**JOBS:**
**A)** List each distinct username that appears as a poster in the forum thread about job nicknames.
**B)** Carry on the forum thread about job nicknames from its last line.
— Begin PROVIDED PASSAGE —
I was not the genius who made that up. It didn't bother me that much but I felt bad for the few male hosts. I switched to being a server after a year and got to tease the next round of hosts.

Tornadoboy
03-04-2008, 04:04 AM
- Chicken sexer = someone whom separates the baby male and female chickens.

That one came up on my high school aptitude test. No, at the time I wasn't amused.

Silver King
03-04-2008, 04:13 AM
The deckhand(s) on charter boats who bait the hooks for clients are often referred to as...what?

Why they're master baiters, of course.

Rolling Thunder
03-04-2008, 04:30 AM
I'm not touching that one...

plaidearthworm
03-04-2008, 04:52 AM
Turkey Jerker. They extract the seed of life from male turkeys. And yes, the job is just like it sounds. Back when I worked in an office, a co-worker of mine talked about a turkey farm in Texas where she grew up, and being a turkey jerker paid very well. When the office work became dull, we discussed throwing away our low-paying dull jobs and pursue the exciting life on the farm. ;)

Silver King
03-04-2008, 05:05 AM
Turkey Jerker. They extract the seed of life from male turkeys...
— End PROVIDED PASSAGE —
— Begin INFORMATION SHOWN —
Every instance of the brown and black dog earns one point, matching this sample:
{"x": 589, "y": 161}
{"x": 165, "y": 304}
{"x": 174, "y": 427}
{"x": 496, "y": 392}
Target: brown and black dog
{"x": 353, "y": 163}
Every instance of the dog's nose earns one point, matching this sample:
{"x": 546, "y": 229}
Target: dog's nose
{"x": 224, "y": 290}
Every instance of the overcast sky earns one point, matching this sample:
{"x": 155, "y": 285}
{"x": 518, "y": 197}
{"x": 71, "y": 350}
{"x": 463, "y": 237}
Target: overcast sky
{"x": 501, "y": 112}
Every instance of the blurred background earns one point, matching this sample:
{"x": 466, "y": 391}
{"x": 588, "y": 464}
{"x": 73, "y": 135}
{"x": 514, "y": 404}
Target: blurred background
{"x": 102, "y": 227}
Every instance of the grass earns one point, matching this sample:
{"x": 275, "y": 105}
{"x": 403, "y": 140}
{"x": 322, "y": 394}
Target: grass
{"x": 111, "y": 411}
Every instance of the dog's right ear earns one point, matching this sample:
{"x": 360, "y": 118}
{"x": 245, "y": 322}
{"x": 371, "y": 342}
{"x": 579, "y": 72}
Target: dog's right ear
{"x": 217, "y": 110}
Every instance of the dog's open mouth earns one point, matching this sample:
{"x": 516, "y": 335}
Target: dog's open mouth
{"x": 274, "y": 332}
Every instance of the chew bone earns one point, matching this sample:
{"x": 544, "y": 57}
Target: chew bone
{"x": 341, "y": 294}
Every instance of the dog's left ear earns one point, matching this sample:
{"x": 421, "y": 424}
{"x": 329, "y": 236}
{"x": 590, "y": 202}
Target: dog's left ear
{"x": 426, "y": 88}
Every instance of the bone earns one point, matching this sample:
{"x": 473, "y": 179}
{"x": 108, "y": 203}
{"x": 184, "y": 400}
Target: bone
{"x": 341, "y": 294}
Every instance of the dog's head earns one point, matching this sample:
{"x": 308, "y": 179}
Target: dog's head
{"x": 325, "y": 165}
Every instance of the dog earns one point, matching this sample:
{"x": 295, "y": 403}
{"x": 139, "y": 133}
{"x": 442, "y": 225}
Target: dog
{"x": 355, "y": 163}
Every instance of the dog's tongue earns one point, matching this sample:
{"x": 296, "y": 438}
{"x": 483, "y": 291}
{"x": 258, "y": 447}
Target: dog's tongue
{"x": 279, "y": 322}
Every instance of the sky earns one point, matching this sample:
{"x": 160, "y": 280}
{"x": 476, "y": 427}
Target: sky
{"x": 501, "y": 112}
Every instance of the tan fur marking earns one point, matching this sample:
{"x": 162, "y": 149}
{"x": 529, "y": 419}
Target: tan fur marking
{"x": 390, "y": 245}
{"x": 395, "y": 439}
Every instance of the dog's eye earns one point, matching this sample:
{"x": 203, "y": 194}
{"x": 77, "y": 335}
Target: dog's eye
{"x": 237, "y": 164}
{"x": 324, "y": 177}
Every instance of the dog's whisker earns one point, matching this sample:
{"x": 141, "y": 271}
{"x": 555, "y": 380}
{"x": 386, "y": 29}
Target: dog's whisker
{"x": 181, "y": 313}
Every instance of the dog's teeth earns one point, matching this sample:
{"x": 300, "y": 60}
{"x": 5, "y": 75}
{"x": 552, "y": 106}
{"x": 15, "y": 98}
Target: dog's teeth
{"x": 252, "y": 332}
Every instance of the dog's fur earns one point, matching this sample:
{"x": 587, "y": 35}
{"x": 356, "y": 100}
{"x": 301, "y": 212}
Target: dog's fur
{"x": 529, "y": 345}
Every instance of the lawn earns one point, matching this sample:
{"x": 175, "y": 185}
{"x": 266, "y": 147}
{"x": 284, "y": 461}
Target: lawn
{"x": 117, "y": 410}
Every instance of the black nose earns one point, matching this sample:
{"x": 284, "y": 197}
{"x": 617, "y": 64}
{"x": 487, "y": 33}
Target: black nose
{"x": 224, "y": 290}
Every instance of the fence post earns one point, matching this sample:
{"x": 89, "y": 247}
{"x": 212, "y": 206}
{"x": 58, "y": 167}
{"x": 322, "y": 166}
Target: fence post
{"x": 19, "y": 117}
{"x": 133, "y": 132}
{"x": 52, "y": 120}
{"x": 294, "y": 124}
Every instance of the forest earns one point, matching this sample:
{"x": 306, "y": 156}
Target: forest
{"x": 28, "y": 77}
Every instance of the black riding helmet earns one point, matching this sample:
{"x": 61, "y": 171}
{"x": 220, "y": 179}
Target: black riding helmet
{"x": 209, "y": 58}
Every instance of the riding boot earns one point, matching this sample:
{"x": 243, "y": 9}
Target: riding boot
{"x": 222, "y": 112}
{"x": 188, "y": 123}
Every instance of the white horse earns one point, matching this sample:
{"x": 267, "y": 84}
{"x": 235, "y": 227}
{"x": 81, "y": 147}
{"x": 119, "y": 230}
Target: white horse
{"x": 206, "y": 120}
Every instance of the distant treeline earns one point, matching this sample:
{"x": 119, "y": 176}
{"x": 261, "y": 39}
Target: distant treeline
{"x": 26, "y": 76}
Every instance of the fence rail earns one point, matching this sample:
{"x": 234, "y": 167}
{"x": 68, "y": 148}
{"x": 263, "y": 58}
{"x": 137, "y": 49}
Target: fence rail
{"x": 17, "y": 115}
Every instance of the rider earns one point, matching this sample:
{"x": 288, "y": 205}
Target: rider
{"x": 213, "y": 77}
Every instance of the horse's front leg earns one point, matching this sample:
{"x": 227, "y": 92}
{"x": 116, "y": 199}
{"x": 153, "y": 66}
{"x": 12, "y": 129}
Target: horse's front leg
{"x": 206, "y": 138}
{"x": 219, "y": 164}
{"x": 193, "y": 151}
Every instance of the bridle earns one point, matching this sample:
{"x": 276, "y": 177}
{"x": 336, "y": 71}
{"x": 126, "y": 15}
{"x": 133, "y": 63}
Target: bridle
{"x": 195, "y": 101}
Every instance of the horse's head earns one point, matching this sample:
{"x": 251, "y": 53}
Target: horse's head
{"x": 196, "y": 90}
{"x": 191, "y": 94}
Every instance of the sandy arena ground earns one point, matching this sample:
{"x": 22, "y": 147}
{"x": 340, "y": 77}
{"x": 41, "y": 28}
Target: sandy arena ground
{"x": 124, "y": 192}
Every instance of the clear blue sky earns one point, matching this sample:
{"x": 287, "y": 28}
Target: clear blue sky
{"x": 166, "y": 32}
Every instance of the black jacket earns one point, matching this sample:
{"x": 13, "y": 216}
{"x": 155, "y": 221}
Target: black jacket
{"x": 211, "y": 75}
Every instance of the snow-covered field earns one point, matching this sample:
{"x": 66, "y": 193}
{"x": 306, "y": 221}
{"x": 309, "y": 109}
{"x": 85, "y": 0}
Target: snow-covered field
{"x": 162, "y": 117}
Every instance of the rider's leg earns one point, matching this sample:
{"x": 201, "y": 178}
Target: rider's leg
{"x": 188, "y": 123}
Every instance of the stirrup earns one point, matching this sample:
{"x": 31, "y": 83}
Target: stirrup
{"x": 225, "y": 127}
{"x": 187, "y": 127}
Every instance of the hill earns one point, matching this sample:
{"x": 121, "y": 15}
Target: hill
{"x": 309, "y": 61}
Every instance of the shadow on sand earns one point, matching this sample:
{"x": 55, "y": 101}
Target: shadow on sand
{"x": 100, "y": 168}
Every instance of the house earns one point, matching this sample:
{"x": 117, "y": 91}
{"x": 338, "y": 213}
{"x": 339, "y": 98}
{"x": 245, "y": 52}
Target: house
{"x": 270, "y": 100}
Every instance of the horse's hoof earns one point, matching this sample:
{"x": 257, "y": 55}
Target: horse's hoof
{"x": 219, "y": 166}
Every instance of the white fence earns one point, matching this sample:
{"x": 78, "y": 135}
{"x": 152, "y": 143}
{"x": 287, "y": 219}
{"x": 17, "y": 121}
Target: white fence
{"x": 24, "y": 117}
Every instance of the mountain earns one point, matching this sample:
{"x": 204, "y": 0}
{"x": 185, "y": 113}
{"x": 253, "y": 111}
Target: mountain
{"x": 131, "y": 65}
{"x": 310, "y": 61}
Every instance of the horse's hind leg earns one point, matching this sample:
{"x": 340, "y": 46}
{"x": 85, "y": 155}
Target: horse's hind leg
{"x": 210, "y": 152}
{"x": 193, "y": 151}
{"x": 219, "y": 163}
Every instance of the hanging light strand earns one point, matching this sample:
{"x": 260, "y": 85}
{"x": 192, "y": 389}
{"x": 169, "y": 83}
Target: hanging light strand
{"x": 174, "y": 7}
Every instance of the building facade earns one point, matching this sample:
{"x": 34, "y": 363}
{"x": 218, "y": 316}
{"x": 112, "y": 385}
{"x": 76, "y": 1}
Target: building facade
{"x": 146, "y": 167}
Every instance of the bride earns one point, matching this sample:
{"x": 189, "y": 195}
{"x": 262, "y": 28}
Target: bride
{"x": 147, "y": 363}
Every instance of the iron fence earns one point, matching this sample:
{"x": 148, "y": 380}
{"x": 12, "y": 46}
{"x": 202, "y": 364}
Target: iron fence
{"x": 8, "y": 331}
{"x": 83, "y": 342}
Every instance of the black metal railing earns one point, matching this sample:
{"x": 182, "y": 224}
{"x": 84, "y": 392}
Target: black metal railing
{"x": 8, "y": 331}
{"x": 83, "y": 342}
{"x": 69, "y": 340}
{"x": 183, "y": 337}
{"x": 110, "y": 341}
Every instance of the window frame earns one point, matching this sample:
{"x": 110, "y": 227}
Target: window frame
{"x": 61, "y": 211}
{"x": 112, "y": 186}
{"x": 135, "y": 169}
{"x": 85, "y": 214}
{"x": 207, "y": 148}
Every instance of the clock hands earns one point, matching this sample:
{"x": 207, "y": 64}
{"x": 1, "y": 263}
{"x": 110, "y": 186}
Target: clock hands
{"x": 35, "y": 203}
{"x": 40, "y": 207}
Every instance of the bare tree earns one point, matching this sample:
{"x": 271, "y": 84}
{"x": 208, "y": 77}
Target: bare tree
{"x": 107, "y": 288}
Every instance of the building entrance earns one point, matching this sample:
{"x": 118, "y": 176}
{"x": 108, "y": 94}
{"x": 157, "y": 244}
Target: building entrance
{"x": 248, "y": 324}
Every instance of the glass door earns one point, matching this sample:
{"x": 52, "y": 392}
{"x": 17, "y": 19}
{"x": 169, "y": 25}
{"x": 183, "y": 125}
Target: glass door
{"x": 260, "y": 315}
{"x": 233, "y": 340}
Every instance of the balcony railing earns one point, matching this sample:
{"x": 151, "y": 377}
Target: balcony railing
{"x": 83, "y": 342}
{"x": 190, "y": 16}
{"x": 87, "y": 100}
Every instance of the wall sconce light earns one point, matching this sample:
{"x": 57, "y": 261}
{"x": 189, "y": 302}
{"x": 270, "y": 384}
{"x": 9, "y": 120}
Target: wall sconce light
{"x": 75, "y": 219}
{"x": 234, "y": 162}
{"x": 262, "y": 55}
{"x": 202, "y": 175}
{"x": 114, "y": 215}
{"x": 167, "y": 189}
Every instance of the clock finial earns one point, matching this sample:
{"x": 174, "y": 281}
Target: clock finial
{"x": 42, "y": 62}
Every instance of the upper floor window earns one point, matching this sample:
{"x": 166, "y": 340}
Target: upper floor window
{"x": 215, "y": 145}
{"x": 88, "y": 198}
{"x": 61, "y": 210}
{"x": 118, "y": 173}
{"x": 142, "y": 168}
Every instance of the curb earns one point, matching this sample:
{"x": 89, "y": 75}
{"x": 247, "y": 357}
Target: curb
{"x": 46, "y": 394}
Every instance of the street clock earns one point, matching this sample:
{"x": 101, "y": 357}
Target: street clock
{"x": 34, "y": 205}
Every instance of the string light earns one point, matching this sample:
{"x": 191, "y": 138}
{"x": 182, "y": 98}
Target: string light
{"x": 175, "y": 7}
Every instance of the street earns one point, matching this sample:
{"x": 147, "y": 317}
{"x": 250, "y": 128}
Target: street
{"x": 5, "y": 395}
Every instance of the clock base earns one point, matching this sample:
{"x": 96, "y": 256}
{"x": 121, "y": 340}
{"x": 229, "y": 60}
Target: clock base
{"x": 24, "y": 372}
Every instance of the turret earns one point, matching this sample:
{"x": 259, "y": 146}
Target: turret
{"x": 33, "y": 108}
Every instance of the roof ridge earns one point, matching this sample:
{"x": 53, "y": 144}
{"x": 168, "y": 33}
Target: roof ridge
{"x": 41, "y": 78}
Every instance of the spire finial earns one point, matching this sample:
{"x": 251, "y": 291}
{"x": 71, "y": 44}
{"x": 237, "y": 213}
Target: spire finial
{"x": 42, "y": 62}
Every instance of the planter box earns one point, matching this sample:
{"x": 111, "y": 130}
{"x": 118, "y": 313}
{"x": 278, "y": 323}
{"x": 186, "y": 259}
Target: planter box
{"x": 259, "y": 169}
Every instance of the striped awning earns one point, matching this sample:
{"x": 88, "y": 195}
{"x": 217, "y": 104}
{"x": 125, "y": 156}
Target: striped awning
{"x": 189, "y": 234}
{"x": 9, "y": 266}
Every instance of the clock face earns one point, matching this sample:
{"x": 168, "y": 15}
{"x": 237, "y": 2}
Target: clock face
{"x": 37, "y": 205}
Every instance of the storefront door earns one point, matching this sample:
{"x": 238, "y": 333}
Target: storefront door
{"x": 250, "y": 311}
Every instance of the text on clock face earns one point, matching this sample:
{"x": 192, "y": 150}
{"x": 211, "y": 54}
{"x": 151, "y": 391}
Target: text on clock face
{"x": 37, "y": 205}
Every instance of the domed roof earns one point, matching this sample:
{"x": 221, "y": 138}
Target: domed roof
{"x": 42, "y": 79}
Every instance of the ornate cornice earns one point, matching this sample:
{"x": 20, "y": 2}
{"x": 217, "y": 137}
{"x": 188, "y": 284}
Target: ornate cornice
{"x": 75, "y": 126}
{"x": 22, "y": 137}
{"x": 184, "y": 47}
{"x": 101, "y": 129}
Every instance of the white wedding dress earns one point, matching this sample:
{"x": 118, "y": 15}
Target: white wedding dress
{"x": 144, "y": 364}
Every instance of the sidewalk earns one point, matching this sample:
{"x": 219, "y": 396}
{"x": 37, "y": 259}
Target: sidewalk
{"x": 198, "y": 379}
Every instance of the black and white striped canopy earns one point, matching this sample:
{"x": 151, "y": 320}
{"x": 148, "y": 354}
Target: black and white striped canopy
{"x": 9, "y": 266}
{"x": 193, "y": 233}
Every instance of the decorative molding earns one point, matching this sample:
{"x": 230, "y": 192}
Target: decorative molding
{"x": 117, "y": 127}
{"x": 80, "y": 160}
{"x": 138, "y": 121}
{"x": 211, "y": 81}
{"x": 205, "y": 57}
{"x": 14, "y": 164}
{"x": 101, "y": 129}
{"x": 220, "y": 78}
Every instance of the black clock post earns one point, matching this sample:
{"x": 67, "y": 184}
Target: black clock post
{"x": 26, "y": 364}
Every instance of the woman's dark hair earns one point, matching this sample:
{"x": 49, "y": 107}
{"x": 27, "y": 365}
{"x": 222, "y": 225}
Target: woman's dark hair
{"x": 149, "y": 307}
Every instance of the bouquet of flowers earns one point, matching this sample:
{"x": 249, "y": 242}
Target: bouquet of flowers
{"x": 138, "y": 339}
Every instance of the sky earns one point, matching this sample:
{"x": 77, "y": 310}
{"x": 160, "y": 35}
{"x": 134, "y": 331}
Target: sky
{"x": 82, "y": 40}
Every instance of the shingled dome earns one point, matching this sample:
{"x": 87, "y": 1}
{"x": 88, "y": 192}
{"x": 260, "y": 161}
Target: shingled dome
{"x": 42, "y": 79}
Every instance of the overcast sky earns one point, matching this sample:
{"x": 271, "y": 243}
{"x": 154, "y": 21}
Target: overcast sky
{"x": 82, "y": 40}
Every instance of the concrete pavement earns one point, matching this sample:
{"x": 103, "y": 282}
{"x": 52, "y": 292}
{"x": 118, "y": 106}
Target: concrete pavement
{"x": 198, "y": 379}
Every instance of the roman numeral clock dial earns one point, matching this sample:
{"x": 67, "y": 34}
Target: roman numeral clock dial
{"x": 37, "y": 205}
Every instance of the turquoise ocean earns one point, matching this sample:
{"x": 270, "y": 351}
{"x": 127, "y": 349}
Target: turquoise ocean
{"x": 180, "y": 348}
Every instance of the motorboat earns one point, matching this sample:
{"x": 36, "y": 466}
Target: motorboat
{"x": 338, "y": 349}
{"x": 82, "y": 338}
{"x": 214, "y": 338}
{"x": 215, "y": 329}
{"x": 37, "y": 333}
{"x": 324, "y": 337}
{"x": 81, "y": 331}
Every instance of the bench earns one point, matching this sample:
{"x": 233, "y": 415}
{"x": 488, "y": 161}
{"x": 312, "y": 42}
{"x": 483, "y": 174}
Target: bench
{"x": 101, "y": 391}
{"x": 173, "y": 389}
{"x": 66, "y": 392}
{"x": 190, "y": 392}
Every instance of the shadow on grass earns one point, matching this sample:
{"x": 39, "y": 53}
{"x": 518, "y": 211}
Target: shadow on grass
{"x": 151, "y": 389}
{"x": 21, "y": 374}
— End INFORMATION SHOWN —
**ANSWERS GIVEN:**
**A)**
Tornadoboy
Silver King
Rolling Thunder
plaidearthworm

**B)**
That's really something. I didn't realize such a job existed. The things we learn on AW can't be taught anywhere else.

Now I expect someone to come along and say, "That's nothing. I used to work with bulls, and let me tell you, we called it 'Bull Hosing' for a reason!"

AnneMarble
03-04-2008, 05:23 AM
Nope. I was a hostess. Get it? Hostess Twinkies?
:ROFL:
At my college, the students who served the sit-down meals (I think we had two a week) were called Eta Betas. :rolleyes:


I was not the genius who made that up. It didn't bother me that much but I felt bad for the few male hosts. I switched to being a server after a year and got to tease the next round of hosts.
That's always one of the best benefits. And it beats selling pool passes in a school that has no pool. ;)

underthecity
03-04-2008, 05:35 AM
So do we have any candy butchers among us?


Yes, ME!!!

Actually, the name of the children's book currently under submission at nine publishers (and rejected by two others) is The Candy Butcher's Secret. In this case, the "candy butcher" is a ten year old boy who works on a Union Pacific train in 1895 selling candy and newspapers to the passengers.

Hopefully it gets published. It's a great story, IMNSHO.

allen

maxmordon
03-04-2008, 06:56 AM
Diocesan Economus
Devil's Advocate
"His Excellency President for Life, Field Marshal Al Hadji Doctor Idi Amin, VC, DSO, MC, Lord of All the Beasts of the Earth and Fishes of the Sea, and Conqueror of the British Empire in Africa in General and Uganda in Particular"

bluntforcetrauma
03-04-2008, 07:47 AM
Bunghole Reamer.

The person who drills out the hole in wooden barrels. True.

Red-Green
03-04-2008, 07:51 AM
When my mother worked at Pearl Beer, her job title was "quaffer"--it was her job to taste test beer samples. Tough old life.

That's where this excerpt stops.